SELECTED PASSAGE:
********************

Batch Processing and Scaling Prompts

You’ve built pipelines for single inputs. Now learn how to process thousands of items through LLM pipelines while managing costs, rate limits, and infrastructure constraints. This lesson covers batch processing patterns that real production systems use.

The Challenge of Scaling

A single prompt call takes seconds. But process 10,000 customer reviews, and naive approaches fail:

Sequential processing: Would take hours
Naive parallelization: Hit rate limits immediately
No caching: Reprocess identical inputs
No monitoring: Can’t detect quality drift or failures

This lesson teaches you to scale intelligently.

Batch Processing Fundamentals

Break large datasets into manageable batches:

from typing import List, Iterator

def batch_iterator(items: List, batch_size: int = 100) -> Iterator[List]:
    """Yield successive batches from a list."""
    for i in range(0, len(items), batch_size):
        yield items[i:i + batch_size]

# Process 10,000 items in batches of 100
items = list(range(10000))
for batch in batch_iterator(items, batch_size=100):
    print(f"Processing batch of {len(batch)} items")
    # Call LLM for each item in batch

Async and Parallel Execution

Process multiple items concurrently without hitting rate limits:

import asyncio
import openai
from datetime import datetime, timedelta

class AsyncPromptBatcher:
    """
    Process items asynchronously with rate limiting.
    Respects API rate limits while maximizing throughput.
    """

    def __init__(self, requests_per_minute: int = 60):
        self.rpm_limit = requests_per_minute
        self.request_times = []  # Track recent request times

    async def _wait_for_rate_limit(self):
        """Wait if necessary to respect RPM limit."""
        now = datetime.now()
        # Keep only requests from the last minute
        self.request_times = [
            t for t in self.request_times
            if now - t < timedelta(minutes=1)
        ]

        if len(self.request_times) >= self.rpm_limit:
            # Wait until the oldest request leaves the 1-minute window
            sleep_time = (self.request_times[0] + timedelta(minutes=1) - now).total_seconds()
            if sleep_time > 0:
                await asyncio.sleep(sleep_time)

********************

LISTED ENTRIES:
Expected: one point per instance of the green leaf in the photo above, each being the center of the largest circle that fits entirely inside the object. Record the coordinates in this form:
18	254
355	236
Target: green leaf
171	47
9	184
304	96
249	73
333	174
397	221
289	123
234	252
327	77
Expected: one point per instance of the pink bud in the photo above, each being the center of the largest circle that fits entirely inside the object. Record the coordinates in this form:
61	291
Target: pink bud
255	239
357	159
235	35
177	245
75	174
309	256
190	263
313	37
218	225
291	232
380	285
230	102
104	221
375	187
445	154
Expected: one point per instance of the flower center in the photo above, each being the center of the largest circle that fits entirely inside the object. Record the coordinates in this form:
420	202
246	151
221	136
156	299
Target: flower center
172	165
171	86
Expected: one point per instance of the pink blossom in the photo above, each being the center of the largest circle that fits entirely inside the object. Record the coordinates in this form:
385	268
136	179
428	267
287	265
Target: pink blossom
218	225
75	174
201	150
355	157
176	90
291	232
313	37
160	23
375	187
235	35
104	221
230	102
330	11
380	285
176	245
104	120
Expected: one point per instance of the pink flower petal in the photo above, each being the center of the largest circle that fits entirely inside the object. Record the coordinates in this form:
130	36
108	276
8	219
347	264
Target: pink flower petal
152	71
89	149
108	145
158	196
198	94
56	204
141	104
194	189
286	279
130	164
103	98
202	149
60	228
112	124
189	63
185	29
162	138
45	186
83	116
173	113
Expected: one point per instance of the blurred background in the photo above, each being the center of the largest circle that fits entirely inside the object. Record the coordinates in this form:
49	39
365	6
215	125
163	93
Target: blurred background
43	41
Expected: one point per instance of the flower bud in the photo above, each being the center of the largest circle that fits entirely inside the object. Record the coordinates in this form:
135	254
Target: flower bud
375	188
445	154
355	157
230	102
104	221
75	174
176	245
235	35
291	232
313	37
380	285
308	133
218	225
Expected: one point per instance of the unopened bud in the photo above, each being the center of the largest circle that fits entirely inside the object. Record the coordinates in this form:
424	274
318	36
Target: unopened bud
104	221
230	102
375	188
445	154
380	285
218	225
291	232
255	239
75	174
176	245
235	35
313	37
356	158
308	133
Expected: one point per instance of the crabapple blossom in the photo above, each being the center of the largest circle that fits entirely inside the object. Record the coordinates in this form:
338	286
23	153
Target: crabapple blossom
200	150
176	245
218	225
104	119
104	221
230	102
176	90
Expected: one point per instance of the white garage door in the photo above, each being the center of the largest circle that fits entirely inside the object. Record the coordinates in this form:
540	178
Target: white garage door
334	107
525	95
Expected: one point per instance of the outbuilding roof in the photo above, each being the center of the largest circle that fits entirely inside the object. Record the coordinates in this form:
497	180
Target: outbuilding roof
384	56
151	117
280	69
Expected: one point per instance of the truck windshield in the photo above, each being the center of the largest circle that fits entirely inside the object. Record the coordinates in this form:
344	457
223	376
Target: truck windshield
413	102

********************

TASKS AND EXERCISES:
**A)** In the lesson on batch processing and scaling prompts, what happens with naive parallelization?
**B)** Carry on the lesson on batch processing and scaling prompts from the point where it stops.

ANSWERS FOR EACH ITEM:
**A)** It hits rate limits immediately.

**B)**
    async def call_llm(self, prompt: str, model: str = "gpt-4") -> str:
        """Make a single async LLM call with rate limiting."""
        await self._wait_for_rate_limit()

        try:
            # This would use actual async OpenAI client in production
            response = await asyncio.to_thread(
                self._sync_llm_call,
                prompt,
                model
            )
            self.request_times.append(datetime.now())
            return response

        except Exception as e:
            print(f"Error calling LLM: {e}")
            return None

    def _sync_llm_call(self, prompt: str, model: str) -> str:
        """Synchronous wrapper for OpenAI call."""
        response = openai.ChatCompletion.create(
            model=model,
            messages=[{"role": "user", "content": prompt}]
        )
        return response.choices[0].message.content

    async def process_batch(self, inputs: list, model: str = "gpt-4") -> list:
        """
        Process a batch of inputs concurrently.
        """
        tasks = [
            self.call_llm(input_text, model)
            for input_text in inputs
        ]

        results = await asyncio.gather(*tasks)
        return results

# Usage
async def process_batch_async():
    batcher = AsyncPromptBatcher(requests_per_minute=60)

    reviews = [
        "This product is great!",
        "Not worth the money",
        "It's okay, nothing special"
    ]

    results = await batcher.process_batch(reviews)
    return results

# Run async code
# results = asyncio.run(process_batch_async())

Advanced Rate Limiting and Throttling

Different APIs have different rate limits. Use sophisticated throttling:

from enum import Enum
from dataclasses import dataclass
import time
from collections import deque

class TokenLimitType(Enum):
    """Types of token limits to respect."""
    RPM = "requests_per_minute"
    TPM = "tokens_per_minute"

@dataclass
class RateLimit:
    """Rate limit configuration."""
    requests_per_minute: int = 60
    tokens_per_minute: int = 90000
    max_concurrent_requests: int = 10

class SmartRateLimiter:
    """
    Sophisticated rate limiting that respects both RPM and TPM.
    """

    def __init__(self, limit: RateLimit):
        self.limit = limit
        self.request_queue = deque()  # Track recent requests
        self.token_queue = deque()    # Track recent tokens
        self.concurrent_count = 0

    def can_request(self, estimated_tokens: int) -> bool:
        """Check if a request is allowed given rate limits."""
        now = time.time()

        # Clean up old requests outside the 1-minute window
        while self.request_queue and (now - self.request_queue[0][0]) > 60:
            self.request_queue.popleft()

        while self.token_queue and (now - self.token_queue[0][0]) > 60:
            self.token_queue.popleft()

        # Check RPM limit
        if len(self.request_queue) >= self.limit.requests_per_minute:
            return False

        # Check TPM limit
        recent_tokens = sum(t[1] for t in self.token_queue)
        if recent_tokens + estimated_tokens > self.limit.tokens_per_minute:
            return False

        # Check concurrent limit
        if self.concurrent_count >= self.limit.max_concurrent_requests:
            return False

        return True

    def wait_for_capacity(self, estimated_tokens: int):
        """Block until a request is allowed."""
        while not self.can_request(estimated_tokens):
            time.sleep(0.1)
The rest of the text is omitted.